--- START OF Records provided ---

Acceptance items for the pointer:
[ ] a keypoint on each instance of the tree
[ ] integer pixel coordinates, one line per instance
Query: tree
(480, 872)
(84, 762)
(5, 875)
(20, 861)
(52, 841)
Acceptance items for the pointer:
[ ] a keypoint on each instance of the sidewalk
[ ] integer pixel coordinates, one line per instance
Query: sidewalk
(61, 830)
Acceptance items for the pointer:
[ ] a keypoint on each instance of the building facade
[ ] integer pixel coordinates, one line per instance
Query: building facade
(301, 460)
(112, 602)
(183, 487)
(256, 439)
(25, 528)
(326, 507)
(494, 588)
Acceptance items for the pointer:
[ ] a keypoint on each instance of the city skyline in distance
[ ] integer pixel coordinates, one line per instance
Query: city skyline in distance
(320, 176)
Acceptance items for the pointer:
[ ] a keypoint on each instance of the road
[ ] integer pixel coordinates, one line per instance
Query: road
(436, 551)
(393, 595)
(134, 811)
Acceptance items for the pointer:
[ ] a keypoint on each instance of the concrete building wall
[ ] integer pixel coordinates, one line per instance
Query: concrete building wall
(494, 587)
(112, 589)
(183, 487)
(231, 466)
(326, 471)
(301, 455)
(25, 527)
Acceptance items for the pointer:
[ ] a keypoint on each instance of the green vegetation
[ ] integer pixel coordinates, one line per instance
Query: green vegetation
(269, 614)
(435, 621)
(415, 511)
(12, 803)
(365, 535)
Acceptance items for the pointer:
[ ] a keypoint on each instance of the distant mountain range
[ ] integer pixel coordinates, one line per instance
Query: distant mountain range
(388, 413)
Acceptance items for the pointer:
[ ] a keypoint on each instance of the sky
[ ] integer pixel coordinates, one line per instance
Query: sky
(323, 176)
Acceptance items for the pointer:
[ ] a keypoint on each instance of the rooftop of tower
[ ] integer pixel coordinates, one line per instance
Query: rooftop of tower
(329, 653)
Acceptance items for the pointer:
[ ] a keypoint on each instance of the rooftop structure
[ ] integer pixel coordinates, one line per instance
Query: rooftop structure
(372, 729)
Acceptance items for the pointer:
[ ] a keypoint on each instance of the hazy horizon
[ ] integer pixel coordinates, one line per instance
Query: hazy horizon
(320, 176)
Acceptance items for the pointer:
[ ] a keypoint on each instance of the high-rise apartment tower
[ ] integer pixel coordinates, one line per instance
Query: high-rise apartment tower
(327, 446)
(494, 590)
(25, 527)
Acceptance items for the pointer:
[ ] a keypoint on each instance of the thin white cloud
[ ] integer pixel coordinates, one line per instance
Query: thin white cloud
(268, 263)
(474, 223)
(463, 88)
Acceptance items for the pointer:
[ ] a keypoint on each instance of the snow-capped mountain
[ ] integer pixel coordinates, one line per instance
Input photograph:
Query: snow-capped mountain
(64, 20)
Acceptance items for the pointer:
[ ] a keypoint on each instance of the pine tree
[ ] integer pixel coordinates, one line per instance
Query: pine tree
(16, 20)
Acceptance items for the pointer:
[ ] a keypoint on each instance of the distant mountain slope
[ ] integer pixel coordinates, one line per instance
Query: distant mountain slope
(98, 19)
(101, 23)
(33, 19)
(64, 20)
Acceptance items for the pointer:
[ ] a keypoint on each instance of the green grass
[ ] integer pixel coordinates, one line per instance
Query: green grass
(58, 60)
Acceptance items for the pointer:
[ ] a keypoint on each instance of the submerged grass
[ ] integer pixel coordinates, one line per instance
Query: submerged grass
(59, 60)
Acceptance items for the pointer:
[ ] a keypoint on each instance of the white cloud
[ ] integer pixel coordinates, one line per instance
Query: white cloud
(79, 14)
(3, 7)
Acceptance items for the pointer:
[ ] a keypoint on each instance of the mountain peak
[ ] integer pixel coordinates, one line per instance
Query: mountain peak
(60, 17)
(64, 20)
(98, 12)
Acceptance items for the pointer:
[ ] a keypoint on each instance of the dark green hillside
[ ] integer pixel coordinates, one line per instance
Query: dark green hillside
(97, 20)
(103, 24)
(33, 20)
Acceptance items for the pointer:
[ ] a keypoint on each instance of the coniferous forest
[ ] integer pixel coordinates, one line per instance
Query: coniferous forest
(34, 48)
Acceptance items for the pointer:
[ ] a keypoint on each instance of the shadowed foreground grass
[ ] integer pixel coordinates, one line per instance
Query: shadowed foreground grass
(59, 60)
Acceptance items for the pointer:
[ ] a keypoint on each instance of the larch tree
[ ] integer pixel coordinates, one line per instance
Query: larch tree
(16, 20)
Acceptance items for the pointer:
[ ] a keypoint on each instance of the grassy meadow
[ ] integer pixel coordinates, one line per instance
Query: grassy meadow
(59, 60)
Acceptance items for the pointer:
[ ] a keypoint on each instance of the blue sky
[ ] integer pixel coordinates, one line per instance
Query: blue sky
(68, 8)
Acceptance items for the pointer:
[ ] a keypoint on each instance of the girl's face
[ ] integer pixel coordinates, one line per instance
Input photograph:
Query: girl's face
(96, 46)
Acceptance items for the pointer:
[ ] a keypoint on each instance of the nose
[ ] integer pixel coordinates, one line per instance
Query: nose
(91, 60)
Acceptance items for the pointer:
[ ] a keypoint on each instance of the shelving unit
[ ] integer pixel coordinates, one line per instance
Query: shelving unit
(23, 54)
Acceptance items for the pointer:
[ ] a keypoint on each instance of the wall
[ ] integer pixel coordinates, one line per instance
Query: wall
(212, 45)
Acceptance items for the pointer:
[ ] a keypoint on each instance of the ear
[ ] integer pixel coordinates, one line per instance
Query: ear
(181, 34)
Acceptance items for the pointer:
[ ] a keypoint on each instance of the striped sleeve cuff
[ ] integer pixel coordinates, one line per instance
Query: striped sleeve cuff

--- END OF Records provided ---

Each line of the material above must be retyped precisely.

Acceptance items for the pointer:
[ ] a keypoint on each instance of the tree
[ ] integer pixel coordinates, one line per instance
Query: tree
(480, 872)
(84, 762)
(5, 875)
(20, 861)
(52, 841)
Acceptance items for the pointer:
[ ] a keypoint on each instance of the sidewalk
[ ] integer pixel coordinates, one line per instance
Query: sidewalk
(61, 830)
Acceptance items for the pointer:
[ ] a keypoint on each instance of the building facade
[ ] integer pixel coordinates, one line per instance
Query: building facade
(301, 460)
(112, 602)
(183, 487)
(256, 439)
(25, 528)
(326, 507)
(494, 588)
Acceptance items for the pointer:
[ ] a keypoint on each instance of the city skyline in distance
[ ] integer pixel coordinates, one line per instance
Query: city skyline in distance
(320, 176)
Acceptance items for the pointer:
[ ] a keypoint on each instance of the road
[ ] integer pixel coordinates, one line per instance
Query: road
(436, 551)
(393, 595)
(134, 811)
Acceptance items for the pointer:
[ ] a keypoint on each instance of the concrete building wall
[ ] integer pixel coordinates, one line per instance
Query: concrete building wall
(494, 587)
(112, 589)
(183, 487)
(231, 466)
(326, 471)
(301, 455)
(25, 527)
Acceptance items for the pointer:
[ ] a keypoint on each instance of the green vegetation
[ ] integer pixel coordinates, one line per instance
Query: green vegetation
(269, 614)
(435, 621)
(415, 511)
(12, 803)
(365, 535)
Acceptance items for the pointer:
[ ] a keypoint on each instance of the distant mountain range
[ ] integer pixel coordinates, one line per instance
Query: distant mountain range
(388, 413)
Acceptance items for the pointer:
[ ] a keypoint on each instance of the sky
[ ] integer pixel coordinates, one line per instance
Query: sky
(323, 176)
Acceptance items for the pointer:
[ ] a keypoint on each instance of the rooftop of tower
[ ] integer pixel coordinates, one line per instance
Query: rooftop of tower
(329, 653)
Acceptance items for the pointer:
[ ] a keypoint on each instance of the rooftop structure
[ ] integer pixel coordinates, one line per instance
Query: rooftop structure
(372, 729)
Acceptance items for the pointer:
[ ] a keypoint on each instance of the hazy horizon
[ ] integer pixel coordinates, one line per instance
Query: hazy horizon
(320, 176)
Acceptance items for the pointer:
[ ] a keypoint on each instance of the high-rise apartment tower
[ ] integer pixel coordinates, one line per instance
Query: high-rise apartment tower
(327, 446)
(494, 590)
(25, 527)
Acceptance items for the pointer:
[ ] a keypoint on each instance of the thin white cloud
[ ] integer pixel coordinates, one line per instance
Query: thin white cloud
(268, 263)
(474, 223)
(463, 88)
Acceptance items for the pointer:
[ ] a keypoint on each instance of the snow-capped mountain
[ ] integer pixel coordinates, one line per instance
Input photograph:
Query: snow-capped mountain
(64, 20)
Acceptance items for the pointer:
[ ] a keypoint on each instance of the pine tree
[ ] integer pixel coordinates, one line per instance
Query: pine tree
(16, 20)
Acceptance items for the pointer:
[ ] a keypoint on each instance of the distant mountain slope
[ ] integer pixel coordinates, one line per instance
Query: distant mountain slope
(98, 19)
(101, 23)
(33, 19)
(64, 20)
Acceptance items for the pointer:
[ ] a keypoint on each instance of the green grass
[ ] integer pixel coordinates, one line per instance
Query: green grass
(58, 60)
Acceptance items for the pointer:
[ ] a keypoint on each instance of the submerged grass
[ ] integer pixel coordinates, one line per instance
Query: submerged grass
(59, 60)
Acceptance items for the pointer:
[ ] a keypoint on each instance of the white cloud
[ ] integer pixel coordinates, one line per instance
Query: white cloud
(79, 14)
(3, 7)
Acceptance items for the pointer:
[ ] a keypoint on each instance of the mountain peak
[ ] integer pixel coordinates, one line per instance
Query: mountain peak
(60, 17)
(64, 20)
(98, 12)
Acceptance items for the pointer:
[ ] a keypoint on each instance of the dark green hillside
[ ] integer pixel coordinates, one line per instance
Query: dark green hillside
(97, 20)
(103, 24)
(33, 20)
Acceptance items for the pointer:
[ ] a keypoint on each instance of the coniferous forest
[ ] integer pixel coordinates, one line per instance
Query: coniferous forest
(34, 48)
Acceptance items for the pointer:
[ ] a keypoint on each instance of the shadowed foreground grass
[ ] integer pixel coordinates, one line per instance
Query: shadowed foreground grass
(59, 60)
Acceptance items for the pointer:
[ ] a keypoint on each instance of the larch tree
[ ] integer pixel coordinates, one line per instance
Query: larch tree
(16, 20)
Acceptance items for the pointer:
[ ] a keypoint on each instance of the grassy meadow
[ ] integer pixel coordinates, one line per instance
Query: grassy meadow
(59, 60)
Acceptance items for the pointer:
[ ] a keypoint on each instance of the blue sky
[ ] integer pixel coordinates, one line per instance
Query: blue sky
(68, 8)
Acceptance items for the pointer:
[ ] a keypoint on each instance of the girl's face
[ ] integer pixel coordinates, one line per instance
Input photograph:
Query: girl's face
(96, 46)
Acceptance items for the pointer:
[ ] a keypoint on each instance of the nose
[ ] integer pixel coordinates, one line per instance
Query: nose
(91, 60)
Acceptance items for the pointer:
[ ] a keypoint on each instance of the shelving unit
[ ] integer pixel coordinates, one line per instance
Query: shelving unit
(23, 54)
Acceptance items for the pointer:
[ ] a keypoint on each instance of the wall
[ ] integer pixel coordinates, one line per instance
Query: wall
(212, 45)
Acceptance items for the pointer:
[ ] a keypoint on each instance of the ear
[ ] integer pixel coordinates, one line per instance
Query: ear
(181, 34)
Acceptance items for the pointer:
[ ] a keypoint on each instance of the striped sleeve cuff
[ ] integer pixel coordinates, one line per instance
Query: striped sleeve cuff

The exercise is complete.